• **Given task**: Revise the items that follow by swapping "Place a marker there" for "Put a marker on it" throughout, changing nothing else.

Location identification entries:

══════════

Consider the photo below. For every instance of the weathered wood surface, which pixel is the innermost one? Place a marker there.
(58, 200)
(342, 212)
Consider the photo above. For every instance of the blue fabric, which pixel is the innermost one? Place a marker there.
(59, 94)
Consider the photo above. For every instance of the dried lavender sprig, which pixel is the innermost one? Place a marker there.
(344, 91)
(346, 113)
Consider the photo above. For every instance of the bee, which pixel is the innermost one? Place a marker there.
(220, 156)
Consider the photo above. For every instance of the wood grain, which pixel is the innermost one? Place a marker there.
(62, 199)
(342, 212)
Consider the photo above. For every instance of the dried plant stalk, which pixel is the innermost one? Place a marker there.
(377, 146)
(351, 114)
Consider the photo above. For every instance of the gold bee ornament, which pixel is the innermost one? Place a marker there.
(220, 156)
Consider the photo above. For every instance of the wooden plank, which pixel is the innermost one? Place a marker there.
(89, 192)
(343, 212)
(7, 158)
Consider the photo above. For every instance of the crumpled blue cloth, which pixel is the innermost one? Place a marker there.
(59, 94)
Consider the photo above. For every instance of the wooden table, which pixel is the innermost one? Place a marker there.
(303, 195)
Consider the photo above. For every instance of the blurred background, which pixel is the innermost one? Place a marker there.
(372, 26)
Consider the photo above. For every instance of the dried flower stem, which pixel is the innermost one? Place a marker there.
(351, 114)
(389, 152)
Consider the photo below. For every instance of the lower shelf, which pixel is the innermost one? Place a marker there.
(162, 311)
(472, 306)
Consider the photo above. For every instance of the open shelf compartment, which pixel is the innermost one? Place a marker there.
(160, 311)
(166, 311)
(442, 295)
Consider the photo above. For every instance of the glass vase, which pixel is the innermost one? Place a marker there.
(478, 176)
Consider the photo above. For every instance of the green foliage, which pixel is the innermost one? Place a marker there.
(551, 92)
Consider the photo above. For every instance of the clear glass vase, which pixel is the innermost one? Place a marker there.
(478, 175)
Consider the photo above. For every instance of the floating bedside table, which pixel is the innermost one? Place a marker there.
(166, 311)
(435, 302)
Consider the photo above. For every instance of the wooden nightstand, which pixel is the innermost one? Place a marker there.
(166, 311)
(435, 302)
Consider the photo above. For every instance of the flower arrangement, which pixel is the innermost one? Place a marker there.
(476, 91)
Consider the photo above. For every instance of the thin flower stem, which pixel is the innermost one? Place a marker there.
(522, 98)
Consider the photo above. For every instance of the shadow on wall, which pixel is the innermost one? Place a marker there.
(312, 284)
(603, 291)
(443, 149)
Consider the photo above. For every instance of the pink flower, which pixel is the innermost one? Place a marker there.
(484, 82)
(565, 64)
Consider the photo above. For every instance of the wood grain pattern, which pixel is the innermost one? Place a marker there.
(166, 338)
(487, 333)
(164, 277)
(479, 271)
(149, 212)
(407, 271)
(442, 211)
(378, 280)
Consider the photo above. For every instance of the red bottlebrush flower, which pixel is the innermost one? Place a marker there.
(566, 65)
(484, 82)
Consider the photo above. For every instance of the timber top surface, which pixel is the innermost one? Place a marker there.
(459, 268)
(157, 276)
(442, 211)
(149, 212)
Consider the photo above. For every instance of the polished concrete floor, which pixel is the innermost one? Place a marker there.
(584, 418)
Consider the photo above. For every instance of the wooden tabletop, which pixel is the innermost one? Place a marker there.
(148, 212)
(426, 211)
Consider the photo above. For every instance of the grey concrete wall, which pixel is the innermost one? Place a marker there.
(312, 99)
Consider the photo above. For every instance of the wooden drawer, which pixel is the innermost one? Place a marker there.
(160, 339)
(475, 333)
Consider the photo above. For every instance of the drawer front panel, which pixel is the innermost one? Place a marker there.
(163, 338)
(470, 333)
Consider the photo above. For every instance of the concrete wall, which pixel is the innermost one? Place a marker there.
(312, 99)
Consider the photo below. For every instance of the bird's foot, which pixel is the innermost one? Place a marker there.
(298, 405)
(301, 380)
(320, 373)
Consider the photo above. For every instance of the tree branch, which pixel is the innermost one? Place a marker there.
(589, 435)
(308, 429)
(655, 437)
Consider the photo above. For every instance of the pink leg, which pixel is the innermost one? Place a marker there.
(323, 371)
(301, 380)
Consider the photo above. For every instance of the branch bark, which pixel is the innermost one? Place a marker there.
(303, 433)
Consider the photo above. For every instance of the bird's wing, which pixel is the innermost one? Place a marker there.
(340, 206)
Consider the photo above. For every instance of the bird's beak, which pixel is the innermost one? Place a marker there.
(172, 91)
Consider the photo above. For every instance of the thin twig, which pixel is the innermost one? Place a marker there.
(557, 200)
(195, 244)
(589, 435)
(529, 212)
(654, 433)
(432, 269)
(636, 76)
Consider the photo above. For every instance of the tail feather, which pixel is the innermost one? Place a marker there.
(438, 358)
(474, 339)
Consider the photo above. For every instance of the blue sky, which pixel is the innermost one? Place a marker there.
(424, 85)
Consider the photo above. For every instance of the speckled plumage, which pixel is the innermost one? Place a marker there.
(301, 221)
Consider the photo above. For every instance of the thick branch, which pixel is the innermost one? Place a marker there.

══════════

• **Result of this exercise**:
Consider the photo below. For every instance of the weathered wood surface, which pixel is the innermost one? Put a marker on it.
(58, 200)
(342, 212)
Consider the photo above. For every instance of the blue fabric, which pixel is the innermost one? Put a marker on it.
(59, 94)
Consider the photo above. For every instance of the dried lavender sprig, which pixel is the innermost one? Put a marker on it.
(344, 91)
(346, 113)
Consider the photo above. For every instance of the bee, which pixel is the innermost one? Put a marker on it.
(220, 156)
Consider the photo above. For every instance of the wood grain, which pixel is the innermost one? Put a marker on it.
(62, 199)
(342, 212)
Consider the photo above. For every instance of the dried plant stalk, which pixel is the innermost one? Put a marker on it.
(377, 146)
(351, 114)
Consider the photo above. For every instance of the gold bee ornament, which pixel is the innermost one? Put a marker on it.
(220, 156)
Consider the photo above. For every instance of the wooden plank, which pixel is the innermost one? Put a marker on it.
(89, 192)
(343, 212)
(7, 158)
Consider the photo above. For every instance of the crumpled blue cloth, which pixel is the innermost one? Put a marker on it.
(59, 94)
Consider the photo above. For every instance of the wooden table, which pixel is the innermost one? Put a marker on it.
(303, 195)
Consider the photo above. For every instance of the blurred background, which pixel is the innermost one? Put a marker on it.
(372, 26)
Consider the photo above. For every instance of the dried flower stem, which pixel is the innermost one? Put a marker on it.
(351, 114)
(389, 152)
Consider the photo below. For every instance of the lower shelf, which pixel is the innermost one? Put a marker on it.
(162, 311)
(472, 306)
Consider the photo above. For every instance of the open shelf compartment, which pixel is the innermost one? Put a marker on it.
(160, 311)
(166, 311)
(442, 295)
Consider the photo above. For every instance of the glass vase, which pixel is the innermost one? Put a marker on it.
(478, 176)
Consider the photo above. For every instance of the green foliage, which pixel is the innermost one? Put a marker on it.
(551, 92)
Consider the photo above. For every instance of the clear glass vase, which pixel is the innermost one? Put a marker on it.
(478, 175)
Consider the photo above. For every instance of the floating bedside table, which pixel is the innermost one? Put a marker on it.
(166, 311)
(435, 302)
Consider the photo above. For every instance of the wooden nightstand, which pixel is the innermost one? Put a marker on it.
(166, 311)
(435, 302)
Consider the photo above. For every instance of the flower arrangement, which pixel is the innermost one? Put a marker on it.
(476, 91)
Consider the photo above. For every instance of the thin flower stem, which pixel is the innermost one? Put a marker on it.
(522, 98)
Consider the photo above. For every instance of the shadow on wall, which pixel is the innermost one? Put a marker on it.
(312, 284)
(603, 291)
(443, 149)
Consider the photo above. For every instance of the pink flower, which pixel is the innermost one? Put a marker on it.
(484, 82)
(565, 64)
Consider the photo above. For every instance of the wood grain pattern, which pixel is the innermost one? Put a marker on it.
(166, 338)
(487, 333)
(164, 277)
(479, 271)
(149, 212)
(407, 271)
(442, 211)
(378, 280)
Consider the photo above. For every instance of the red bottlebrush flower, which pixel is the innermost one? Put a marker on it.
(566, 65)
(484, 82)
Consider the photo above. For every instance of the timber top surface, which pixel is the innermost one? Put a marker on it.
(459, 268)
(157, 276)
(442, 211)
(149, 212)
Consider the photo above. For every instance of the polished concrete floor, which pixel is the innermost one? Put a marker on it.
(584, 418)
Consider the photo above. For every instance of the wooden tabletop, which pixel is the innermost one? Put a marker on it.
(148, 212)
(426, 211)
Consider the photo above. For every instance of the grey concrete wall, which pixel is the innermost one? Put a marker on it.
(312, 99)
Consider the photo above. For every instance of the wooden drawer, which pixel is the innermost one? Put a marker on it.
(160, 339)
(475, 333)
Consider the photo above. For every instance of the drawer front panel, which pixel is the innermost one? Put a marker on it.
(163, 338)
(470, 333)
Consider the photo above. For every instance of the concrete wall, which pixel is the innermost one? Put a marker on it.
(312, 99)
Consider the photo below. For every instance of the bird's foot, which pixel is the innermost one? Put a marker on it.
(298, 405)
(301, 380)
(320, 373)
Consider the photo above. For every instance of the tree branch, which pixel is the innermost one? Put a marker on it.
(589, 435)
(308, 429)
(655, 437)
Consider the photo above. For every instance of the pink leg, which pixel is the innermost one? Put a marker on it.
(323, 371)
(301, 380)
Consider the photo above. For every instance of the branch bark, which pixel is the innermost one? Put a marker on it.
(303, 433)
Consider the photo above. For every instance of the bird's wing, which pixel is the innermost one? Put a marker on it.
(340, 206)
Consider the photo above. For every instance of the bird's beak, which pixel is the innermost one? Put a marker on it.
(172, 91)
Consider the photo above. For every instance of the thin twig, which pixel is the innermost one? Put a marker on it.
(557, 200)
(195, 244)
(589, 435)
(529, 212)
(654, 433)
(432, 269)
(636, 76)
Consider the photo above. For every instance of the tail feather, which pixel is the innermost one? Put a marker on it.
(438, 358)
(474, 339)
Consider the photo above. For every instance of the blue sky, which pixel is the innermost one? Put a marker on it.
(424, 85)
Consider the photo above. For every instance of the speckled plumage, which pixel is the innermost one? Put a marker on it.
(301, 221)
Consider the photo above. For every instance of the thick branch, which pixel is the innermost one? Put a marker on it.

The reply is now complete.